**Text excerpt:**
____
# your nintendo shopping list



## Rasha (Jun 17, 2015)

so, which upcoming/existing nintendo games/amiibo you are most likely going to buy, whether it's for the Wii U or the 3DS?
(if there's an existing thread then I apologise)

here's mine:
------------
- Star Fox Zero
- Super Mario Maker
- Yoshi's Woolly World
- Xenoblade Chronicles X
- Fatal Frame: Oracle of the Sodden Raven
- The Legend of Zelda U
- Bayonetta
- Bayonetta 2
- Xenoblade Chronicles 3D
- Pok?mon Super Mystery Dungeon
- Mario & Luigi: Paper Jam
- animal crossing happy home designer


----------



## shunishu (Jun 17, 2015)

R-Cookies said:


> The Legend of Zelda UNX



*fixed

my list is currently empty. I'll be getting  gba/snes/ds games in 3ds eshop if they ever come out.


----------



## Tao (Jun 17, 2015)

*Definitely*
- Yoshi's Woolly World
- Zero Suit Samus Amiibo
- Bowser Jr Amiibo
- The Legend of Zelda U
- Pok?mon Super Mystery Dungeon
- Animal Crossing: HHD
- Fire Emblem: Awakening
- Xenoblade Chronicles (Wii)
- Metroid: Superstar Soccer Adventure
- Zelda: Triforce Heroes
- Pikmin 3
- Super Mario 3D World
- Animal Crossing: Festival (yea, I want it. Come at me!)
- Isabelle Amiibo

*Maybe*
- Starfox Zero
- Mario Maker

I've never been that into Starfox, so I'm not too fussed for Zero. Starfox Adventure is really the only one I love (I can feel peoples hatred).


There's a few other games like the Fire Emblem and Mario RPG games announced...But I'm behind with Fire Emblem and I've played non of the Paper Mario/Mario RPG games yet, so I feel I should get through those first before I really look at new releases.


----------



## Idfldnsndt (Jun 17, 2015)

I SWEAR NONE OF THE SHOPS ANYWHERE HERE OR ANYWHERE ONLINE HAVE KID ICARUS UPRISING I AM GOING TO DIE IF I DONT GET IT BECAUSE I PROMISED MYSELF I WOULD GET IT BEFORE I GOT ANY NEW GAMES BUT NOW I WANT 50 THINGS AND I CANT GET KID ICARUS UPRISING HELP


----------



## abby534534 (Jun 17, 2015)
____
(Dataset rows on where objects appear)

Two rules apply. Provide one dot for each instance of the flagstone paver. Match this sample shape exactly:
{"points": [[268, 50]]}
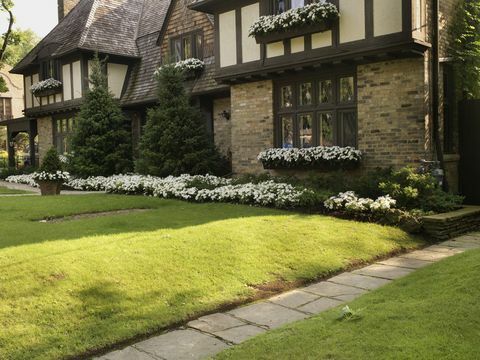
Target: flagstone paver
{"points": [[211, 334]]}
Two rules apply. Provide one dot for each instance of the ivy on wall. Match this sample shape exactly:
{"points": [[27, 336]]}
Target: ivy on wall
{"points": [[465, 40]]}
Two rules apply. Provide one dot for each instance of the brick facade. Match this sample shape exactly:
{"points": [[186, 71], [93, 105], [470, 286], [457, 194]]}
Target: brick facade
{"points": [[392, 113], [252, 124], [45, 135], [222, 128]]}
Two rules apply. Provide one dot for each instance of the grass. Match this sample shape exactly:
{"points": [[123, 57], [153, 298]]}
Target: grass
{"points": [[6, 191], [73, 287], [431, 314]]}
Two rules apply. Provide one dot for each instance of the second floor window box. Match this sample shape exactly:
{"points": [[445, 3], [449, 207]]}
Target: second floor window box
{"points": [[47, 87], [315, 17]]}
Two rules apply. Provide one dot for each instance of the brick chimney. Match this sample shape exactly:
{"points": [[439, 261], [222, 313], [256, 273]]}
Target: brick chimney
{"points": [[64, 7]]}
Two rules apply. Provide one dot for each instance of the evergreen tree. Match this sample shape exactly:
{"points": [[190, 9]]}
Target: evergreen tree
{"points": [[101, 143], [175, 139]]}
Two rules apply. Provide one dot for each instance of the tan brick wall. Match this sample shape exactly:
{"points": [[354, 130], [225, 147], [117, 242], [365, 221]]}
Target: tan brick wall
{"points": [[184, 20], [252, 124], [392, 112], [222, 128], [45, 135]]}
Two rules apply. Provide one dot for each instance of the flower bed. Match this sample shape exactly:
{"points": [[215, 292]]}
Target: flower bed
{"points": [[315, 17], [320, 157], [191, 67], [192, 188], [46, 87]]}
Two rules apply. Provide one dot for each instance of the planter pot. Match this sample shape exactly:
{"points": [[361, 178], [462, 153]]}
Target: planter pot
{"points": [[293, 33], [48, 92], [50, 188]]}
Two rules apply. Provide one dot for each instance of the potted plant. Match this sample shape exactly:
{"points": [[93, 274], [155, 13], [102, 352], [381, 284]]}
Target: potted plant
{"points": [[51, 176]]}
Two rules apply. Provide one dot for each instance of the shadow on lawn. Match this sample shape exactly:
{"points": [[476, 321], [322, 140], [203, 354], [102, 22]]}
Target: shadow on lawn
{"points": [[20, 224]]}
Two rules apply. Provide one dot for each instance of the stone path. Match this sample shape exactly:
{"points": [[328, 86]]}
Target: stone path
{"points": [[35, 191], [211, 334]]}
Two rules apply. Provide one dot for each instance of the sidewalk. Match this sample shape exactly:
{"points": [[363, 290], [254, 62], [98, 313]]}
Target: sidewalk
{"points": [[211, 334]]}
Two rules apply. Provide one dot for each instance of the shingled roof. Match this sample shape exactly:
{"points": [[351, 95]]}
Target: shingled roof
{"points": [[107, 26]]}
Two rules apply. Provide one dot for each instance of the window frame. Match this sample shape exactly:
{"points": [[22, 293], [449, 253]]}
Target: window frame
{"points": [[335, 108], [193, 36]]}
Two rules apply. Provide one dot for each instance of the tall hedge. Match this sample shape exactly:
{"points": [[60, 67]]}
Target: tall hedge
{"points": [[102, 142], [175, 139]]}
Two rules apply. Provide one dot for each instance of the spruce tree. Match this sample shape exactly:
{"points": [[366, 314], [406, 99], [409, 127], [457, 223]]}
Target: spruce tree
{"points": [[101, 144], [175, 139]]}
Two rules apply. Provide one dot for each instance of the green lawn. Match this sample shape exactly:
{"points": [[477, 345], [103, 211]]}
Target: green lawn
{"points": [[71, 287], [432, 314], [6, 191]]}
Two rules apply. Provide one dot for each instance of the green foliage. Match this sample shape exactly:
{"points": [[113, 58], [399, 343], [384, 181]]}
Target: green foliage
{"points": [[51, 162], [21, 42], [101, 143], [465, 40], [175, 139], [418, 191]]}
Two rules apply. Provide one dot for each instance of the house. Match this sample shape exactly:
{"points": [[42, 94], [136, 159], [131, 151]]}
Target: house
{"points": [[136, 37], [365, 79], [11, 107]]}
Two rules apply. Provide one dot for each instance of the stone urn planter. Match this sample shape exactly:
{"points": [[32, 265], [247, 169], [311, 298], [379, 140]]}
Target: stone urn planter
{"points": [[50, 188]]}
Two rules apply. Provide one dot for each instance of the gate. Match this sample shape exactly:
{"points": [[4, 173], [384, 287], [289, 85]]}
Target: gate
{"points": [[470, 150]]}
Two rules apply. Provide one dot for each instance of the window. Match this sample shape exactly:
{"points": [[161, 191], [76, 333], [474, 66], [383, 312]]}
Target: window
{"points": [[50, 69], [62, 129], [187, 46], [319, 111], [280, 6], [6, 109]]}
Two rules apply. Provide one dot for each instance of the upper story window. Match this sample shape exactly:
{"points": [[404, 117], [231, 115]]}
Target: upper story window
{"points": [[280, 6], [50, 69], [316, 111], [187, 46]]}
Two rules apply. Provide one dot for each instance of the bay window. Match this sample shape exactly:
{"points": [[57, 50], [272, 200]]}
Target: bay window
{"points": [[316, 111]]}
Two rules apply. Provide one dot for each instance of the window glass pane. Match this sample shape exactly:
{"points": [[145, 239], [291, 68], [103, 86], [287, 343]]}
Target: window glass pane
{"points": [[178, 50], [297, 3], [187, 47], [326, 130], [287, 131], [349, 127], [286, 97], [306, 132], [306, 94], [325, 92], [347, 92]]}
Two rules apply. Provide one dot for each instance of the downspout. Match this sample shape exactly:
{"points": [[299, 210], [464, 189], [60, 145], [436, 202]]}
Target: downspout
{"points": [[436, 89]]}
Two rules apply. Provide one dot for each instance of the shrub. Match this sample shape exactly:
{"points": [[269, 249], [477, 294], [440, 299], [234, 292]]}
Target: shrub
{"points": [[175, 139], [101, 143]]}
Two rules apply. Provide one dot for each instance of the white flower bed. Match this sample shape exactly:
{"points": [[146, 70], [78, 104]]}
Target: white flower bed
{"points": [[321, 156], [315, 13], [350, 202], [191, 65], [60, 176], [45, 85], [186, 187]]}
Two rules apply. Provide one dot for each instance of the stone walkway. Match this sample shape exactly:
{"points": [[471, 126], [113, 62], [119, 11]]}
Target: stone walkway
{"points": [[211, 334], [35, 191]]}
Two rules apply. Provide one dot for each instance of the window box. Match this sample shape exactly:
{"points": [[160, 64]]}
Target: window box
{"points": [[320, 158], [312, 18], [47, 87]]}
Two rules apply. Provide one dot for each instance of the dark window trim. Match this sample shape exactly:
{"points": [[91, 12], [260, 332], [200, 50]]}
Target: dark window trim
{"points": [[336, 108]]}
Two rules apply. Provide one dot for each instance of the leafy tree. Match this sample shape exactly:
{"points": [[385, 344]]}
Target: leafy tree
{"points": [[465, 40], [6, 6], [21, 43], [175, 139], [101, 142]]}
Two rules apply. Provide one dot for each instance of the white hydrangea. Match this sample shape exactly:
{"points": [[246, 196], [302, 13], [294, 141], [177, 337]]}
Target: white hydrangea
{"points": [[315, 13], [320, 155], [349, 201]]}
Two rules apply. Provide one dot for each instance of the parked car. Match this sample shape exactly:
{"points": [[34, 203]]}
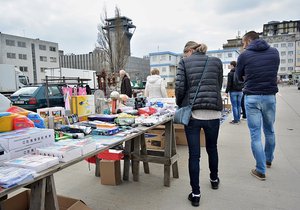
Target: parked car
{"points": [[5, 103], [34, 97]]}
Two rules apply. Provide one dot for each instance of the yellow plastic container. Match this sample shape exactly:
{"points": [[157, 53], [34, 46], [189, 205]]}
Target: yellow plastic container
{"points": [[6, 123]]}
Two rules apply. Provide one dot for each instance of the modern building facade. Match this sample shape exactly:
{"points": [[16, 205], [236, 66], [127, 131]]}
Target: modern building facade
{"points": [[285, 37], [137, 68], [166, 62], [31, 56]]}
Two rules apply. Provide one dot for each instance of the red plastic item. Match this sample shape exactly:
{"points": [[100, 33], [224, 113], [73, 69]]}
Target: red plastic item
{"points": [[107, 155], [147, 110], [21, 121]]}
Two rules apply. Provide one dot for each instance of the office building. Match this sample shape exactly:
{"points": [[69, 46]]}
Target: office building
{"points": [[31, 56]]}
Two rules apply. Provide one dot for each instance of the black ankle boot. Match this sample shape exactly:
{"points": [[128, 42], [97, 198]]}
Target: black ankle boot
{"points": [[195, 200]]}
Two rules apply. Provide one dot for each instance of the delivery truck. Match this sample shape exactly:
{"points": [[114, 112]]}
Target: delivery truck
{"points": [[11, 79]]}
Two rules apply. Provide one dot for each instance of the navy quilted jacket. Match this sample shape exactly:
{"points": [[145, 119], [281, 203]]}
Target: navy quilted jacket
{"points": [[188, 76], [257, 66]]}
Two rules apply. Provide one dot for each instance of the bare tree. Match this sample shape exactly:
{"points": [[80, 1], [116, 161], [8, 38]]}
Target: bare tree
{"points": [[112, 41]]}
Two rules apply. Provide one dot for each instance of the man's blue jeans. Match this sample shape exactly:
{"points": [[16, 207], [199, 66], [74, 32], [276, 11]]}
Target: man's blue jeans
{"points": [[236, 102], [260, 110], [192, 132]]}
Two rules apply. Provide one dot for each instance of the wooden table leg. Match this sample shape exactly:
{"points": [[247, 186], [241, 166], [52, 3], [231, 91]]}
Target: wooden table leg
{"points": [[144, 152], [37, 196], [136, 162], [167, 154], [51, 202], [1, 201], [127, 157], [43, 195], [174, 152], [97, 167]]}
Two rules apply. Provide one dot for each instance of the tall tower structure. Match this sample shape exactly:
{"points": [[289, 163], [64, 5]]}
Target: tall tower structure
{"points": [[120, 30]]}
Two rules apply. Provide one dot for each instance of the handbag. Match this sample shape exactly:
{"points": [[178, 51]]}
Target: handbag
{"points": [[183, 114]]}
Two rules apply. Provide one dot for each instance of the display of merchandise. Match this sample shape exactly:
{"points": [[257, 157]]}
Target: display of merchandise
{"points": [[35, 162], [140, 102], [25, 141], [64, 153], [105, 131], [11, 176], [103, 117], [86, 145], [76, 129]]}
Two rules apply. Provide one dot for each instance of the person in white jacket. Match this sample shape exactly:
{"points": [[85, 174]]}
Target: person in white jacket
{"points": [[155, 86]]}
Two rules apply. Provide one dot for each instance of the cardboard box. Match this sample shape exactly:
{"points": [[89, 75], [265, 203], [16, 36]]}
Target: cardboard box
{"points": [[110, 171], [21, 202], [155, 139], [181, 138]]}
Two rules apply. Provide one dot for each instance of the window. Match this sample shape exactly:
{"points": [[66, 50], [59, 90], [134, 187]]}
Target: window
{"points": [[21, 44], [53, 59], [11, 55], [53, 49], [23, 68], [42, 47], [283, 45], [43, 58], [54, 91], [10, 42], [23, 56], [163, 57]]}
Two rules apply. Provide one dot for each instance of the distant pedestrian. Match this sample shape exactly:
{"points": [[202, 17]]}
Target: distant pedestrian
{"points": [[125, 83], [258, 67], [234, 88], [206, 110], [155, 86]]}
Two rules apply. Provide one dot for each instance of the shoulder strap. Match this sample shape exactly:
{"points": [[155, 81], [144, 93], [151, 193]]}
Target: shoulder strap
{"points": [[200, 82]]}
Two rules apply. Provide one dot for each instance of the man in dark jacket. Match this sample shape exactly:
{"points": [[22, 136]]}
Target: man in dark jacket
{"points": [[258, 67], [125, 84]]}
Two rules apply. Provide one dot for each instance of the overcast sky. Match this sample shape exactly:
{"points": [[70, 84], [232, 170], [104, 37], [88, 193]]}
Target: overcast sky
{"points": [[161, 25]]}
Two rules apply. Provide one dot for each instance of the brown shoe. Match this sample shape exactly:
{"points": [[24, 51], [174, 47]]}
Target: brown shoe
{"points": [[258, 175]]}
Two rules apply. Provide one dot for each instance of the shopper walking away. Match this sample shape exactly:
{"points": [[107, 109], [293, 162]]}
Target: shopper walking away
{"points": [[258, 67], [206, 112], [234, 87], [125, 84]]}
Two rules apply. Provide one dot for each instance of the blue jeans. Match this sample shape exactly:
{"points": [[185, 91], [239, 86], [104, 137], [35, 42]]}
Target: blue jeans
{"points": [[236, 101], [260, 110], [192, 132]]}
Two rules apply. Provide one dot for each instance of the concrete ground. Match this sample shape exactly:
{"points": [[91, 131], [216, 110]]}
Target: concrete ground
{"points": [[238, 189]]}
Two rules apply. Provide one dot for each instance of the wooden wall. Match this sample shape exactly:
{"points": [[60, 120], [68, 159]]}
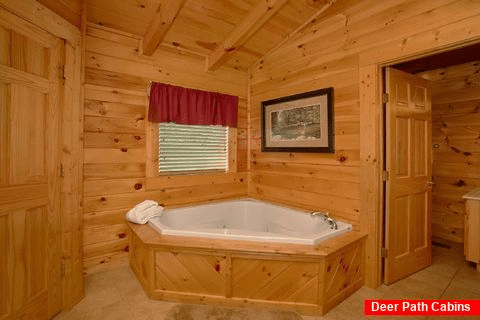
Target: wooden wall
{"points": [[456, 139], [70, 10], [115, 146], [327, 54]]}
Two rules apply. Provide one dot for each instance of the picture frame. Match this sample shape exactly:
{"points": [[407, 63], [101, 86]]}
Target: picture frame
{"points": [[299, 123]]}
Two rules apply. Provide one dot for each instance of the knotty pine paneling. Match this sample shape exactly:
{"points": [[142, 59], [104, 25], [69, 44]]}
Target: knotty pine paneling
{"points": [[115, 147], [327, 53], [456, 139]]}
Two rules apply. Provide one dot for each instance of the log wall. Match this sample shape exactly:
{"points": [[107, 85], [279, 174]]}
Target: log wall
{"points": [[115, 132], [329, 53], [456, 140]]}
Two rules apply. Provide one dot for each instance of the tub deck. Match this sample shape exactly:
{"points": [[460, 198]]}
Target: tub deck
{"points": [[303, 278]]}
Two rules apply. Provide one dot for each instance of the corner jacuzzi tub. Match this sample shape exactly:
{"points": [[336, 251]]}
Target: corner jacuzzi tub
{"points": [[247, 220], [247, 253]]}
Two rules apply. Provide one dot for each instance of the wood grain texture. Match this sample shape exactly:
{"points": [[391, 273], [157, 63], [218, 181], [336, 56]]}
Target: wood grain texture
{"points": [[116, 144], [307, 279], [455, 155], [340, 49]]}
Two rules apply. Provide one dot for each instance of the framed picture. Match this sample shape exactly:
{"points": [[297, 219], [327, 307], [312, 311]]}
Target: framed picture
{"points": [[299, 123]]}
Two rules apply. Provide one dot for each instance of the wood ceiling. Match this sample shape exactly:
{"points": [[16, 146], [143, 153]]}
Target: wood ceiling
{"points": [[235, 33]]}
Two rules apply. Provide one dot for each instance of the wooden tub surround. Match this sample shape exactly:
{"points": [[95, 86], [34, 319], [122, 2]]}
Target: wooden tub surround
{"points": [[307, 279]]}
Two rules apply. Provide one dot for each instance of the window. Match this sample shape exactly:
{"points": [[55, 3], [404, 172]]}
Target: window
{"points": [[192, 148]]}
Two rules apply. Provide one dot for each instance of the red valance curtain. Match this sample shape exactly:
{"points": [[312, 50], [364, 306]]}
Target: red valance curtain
____
**Exercise 1:** Translate this sentence from the forum thread about Nintendo shopping lists into Spanish: "I've never been that into Starfox, so I'm not too fussed for Zero."
**Exercise 2:** Count the lines of the records that contain the string "glass", and reply with only that number.
The records have no connection to the forum thread above them.

**Final result 1:** Nunca me ha gustado tanto Starfox, así que Zero no me entusiasma demasiado.

**Final result 2:** 2